Stored items:
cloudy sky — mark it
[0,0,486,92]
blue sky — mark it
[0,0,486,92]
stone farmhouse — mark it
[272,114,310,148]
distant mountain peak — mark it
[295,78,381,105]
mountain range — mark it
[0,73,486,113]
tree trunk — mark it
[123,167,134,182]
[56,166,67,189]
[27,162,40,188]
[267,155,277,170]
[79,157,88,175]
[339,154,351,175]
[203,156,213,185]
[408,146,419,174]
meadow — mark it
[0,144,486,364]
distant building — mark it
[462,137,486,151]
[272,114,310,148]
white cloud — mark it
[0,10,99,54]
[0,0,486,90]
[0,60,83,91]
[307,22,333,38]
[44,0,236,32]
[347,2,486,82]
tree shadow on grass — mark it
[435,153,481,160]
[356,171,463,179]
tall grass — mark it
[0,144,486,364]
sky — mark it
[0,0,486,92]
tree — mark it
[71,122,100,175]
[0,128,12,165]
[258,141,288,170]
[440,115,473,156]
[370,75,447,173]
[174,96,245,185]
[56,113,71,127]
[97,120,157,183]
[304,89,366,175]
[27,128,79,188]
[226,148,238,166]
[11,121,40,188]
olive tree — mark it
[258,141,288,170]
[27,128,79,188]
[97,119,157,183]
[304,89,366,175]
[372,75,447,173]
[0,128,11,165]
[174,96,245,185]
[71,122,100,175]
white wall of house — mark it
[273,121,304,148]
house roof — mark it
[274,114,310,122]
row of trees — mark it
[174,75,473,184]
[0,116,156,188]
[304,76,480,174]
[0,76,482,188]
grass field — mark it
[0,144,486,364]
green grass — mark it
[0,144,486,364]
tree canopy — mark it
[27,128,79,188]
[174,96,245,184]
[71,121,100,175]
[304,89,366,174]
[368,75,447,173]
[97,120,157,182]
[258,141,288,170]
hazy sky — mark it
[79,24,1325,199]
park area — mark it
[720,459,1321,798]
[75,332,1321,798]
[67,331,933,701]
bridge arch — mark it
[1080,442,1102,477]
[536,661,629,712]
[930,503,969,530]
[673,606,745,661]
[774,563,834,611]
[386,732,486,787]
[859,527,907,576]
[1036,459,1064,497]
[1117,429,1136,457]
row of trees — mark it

→ The exercise
Recast every line of the records above as a JSON list of strings, with one string per line and blank lines left out.

→ Solved problem
[
  "cloudy sky — mark it",
  "[0,0,486,92]",
  "blue sky — mark it",
  "[0,0,486,92]",
  "stone farmhouse — mark it",
  "[272,114,310,148]",
  "distant mountain peak — mark it",
  "[295,78,381,105]",
  "mountain range — mark it",
  "[0,73,486,113]",
  "tree trunk — mark it",
  "[123,167,134,182]",
  "[56,166,67,189]",
  "[27,162,40,188]",
  "[267,155,277,170]",
  "[79,157,88,175]",
  "[339,154,351,175]",
  "[203,156,213,185]",
  "[408,146,419,174]",
  "meadow — mark it",
  "[0,144,486,364]",
  "distant building — mark it",
  "[462,137,486,151]",
  "[272,114,310,148]",
  "white cloud — mark it",
  "[0,10,99,54]",
  "[0,0,486,90]",
  "[0,60,83,91]",
  "[307,22,333,38]",
  "[44,0,236,32]",
  "[347,2,486,82]",
  "tree shadow on grass — mark it",
  "[435,153,481,160]",
  "[356,171,463,179]",
  "tall grass — mark it",
  "[0,144,486,364]",
  "sky — mark it",
  "[0,0,486,92]",
  "tree — mark it",
  "[71,122,100,175]",
  "[0,128,12,165]",
  "[258,141,288,170]",
  "[440,115,473,156]",
  "[370,75,447,173]",
  "[174,96,245,185]",
  "[56,113,71,127]",
  "[97,120,157,183]",
  "[304,89,366,175]",
  "[27,128,79,188]",
  "[226,148,238,166]",
  "[11,121,40,188]",
  "olive tree — mark it",
  "[258,141,288,170]",
  "[27,128,79,188]",
  "[97,119,157,183]",
  "[304,89,366,175]",
  "[372,75,447,173]",
  "[0,128,11,165]",
  "[174,96,245,185]",
  "[71,122,100,175]",
  "white wall of house — mark it",
  "[273,121,304,148]",
  "house roof — mark it",
  "[274,114,310,122]",
  "row of trees — mark it",
  "[174,75,473,184]",
  "[0,116,156,188]",
  "[304,76,480,174]",
  "[0,76,482,188]",
  "grass field — mark it",
  "[0,144,486,364]",
  "green grass — mark it",
  "[0,144,486,364]",
  "tree canopy — mark it",
  "[27,128,79,188]",
  "[174,96,245,184]",
  "[71,121,100,175]",
  "[304,89,366,174]",
  "[368,75,447,173]",
  "[97,120,157,182]",
  "[258,141,288,170]",
  "hazy sky — mark it",
  "[79,24,1325,199]",
  "park area — mark it",
  "[720,459,1321,798]",
  "[75,332,1321,798]",
  "[67,331,933,701]",
  "bridge arch — mark it",
  "[1080,442,1102,477]",
  "[536,661,629,712]",
  "[930,503,969,530]",
  "[673,606,745,661]",
  "[774,563,834,611]",
  "[386,732,486,787]",
  "[859,527,907,576]",
  "[1036,459,1064,497]",
  "[1117,429,1136,457]",
  "row of trees — mark it"
]